> WHAT TO PRODUCE
The line containing "point(534, 350)" marks where copying starts, so set down that line and each one after it exactly, through the end of the records.

◇ ◇ ◇

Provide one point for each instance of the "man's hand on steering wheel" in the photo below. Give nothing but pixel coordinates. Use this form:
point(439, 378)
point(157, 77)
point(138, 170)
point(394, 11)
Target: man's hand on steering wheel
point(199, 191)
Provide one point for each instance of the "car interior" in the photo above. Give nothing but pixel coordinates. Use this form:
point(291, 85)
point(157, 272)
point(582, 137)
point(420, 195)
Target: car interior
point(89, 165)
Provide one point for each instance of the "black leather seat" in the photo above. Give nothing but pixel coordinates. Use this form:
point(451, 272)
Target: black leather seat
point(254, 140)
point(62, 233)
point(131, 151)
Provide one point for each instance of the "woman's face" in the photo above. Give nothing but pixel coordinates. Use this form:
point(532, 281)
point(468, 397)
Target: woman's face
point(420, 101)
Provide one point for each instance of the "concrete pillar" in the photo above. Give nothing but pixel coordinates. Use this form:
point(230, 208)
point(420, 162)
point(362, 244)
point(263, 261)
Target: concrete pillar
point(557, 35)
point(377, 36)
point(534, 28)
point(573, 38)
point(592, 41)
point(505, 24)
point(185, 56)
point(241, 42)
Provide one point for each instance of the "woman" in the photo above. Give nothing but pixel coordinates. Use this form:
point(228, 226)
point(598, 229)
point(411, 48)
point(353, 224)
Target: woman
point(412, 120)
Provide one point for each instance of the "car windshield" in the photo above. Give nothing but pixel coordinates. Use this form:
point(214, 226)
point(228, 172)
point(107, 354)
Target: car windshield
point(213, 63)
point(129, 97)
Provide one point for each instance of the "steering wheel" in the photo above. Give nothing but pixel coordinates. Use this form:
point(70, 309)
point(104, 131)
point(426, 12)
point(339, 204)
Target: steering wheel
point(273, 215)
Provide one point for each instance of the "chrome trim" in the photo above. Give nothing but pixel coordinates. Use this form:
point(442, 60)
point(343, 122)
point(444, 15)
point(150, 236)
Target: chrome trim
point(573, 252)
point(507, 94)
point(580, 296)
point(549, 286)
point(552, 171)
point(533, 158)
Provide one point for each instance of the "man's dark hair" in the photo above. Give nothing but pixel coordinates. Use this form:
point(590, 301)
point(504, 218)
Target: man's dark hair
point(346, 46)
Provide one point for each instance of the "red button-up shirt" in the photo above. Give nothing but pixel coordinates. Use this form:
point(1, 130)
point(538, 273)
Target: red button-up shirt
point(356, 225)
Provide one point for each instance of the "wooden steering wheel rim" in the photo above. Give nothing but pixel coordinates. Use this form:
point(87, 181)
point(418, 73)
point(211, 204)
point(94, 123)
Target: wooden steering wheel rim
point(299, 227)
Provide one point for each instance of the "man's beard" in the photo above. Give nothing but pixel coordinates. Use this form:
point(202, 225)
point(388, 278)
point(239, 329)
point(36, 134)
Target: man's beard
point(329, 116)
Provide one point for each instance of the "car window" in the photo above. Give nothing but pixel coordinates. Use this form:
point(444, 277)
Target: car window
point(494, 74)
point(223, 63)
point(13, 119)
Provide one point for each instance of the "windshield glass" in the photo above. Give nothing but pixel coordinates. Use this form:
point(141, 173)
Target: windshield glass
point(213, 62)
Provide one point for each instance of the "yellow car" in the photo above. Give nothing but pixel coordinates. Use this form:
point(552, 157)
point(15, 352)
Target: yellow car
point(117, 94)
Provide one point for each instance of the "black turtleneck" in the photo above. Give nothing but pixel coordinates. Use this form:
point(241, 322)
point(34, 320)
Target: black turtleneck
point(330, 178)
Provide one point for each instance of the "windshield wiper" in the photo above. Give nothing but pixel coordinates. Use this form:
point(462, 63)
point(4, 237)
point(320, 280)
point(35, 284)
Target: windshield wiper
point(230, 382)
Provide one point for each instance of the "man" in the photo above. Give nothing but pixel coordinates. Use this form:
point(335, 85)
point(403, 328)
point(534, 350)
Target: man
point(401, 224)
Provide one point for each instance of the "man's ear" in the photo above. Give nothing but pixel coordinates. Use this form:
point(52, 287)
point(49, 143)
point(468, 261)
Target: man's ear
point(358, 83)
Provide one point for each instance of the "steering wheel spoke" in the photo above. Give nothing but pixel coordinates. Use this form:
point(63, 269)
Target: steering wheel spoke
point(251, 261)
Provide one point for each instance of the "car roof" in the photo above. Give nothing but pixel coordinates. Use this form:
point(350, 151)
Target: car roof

◇ ◇ ◇

> ANSWER TO THIS EXERCISE
point(534, 350)
Target: man
point(401, 224)
Provide one point for each instance of the "man's ear" in the photo above. Give nothing but pixel coordinates. Use this form:
point(52, 287)
point(49, 143)
point(468, 261)
Target: man's ear
point(358, 83)
Provide one point for each instance of the "steering wheel spoke" in the photo above. Give nothing but pixel coordinates. Use this form:
point(63, 269)
Target: steering wheel spoke
point(251, 261)
Provide one point for each instance of the "car roof" in the photo above. Give nothing but pixel coordinates. Use this form:
point(350, 151)
Target: car roof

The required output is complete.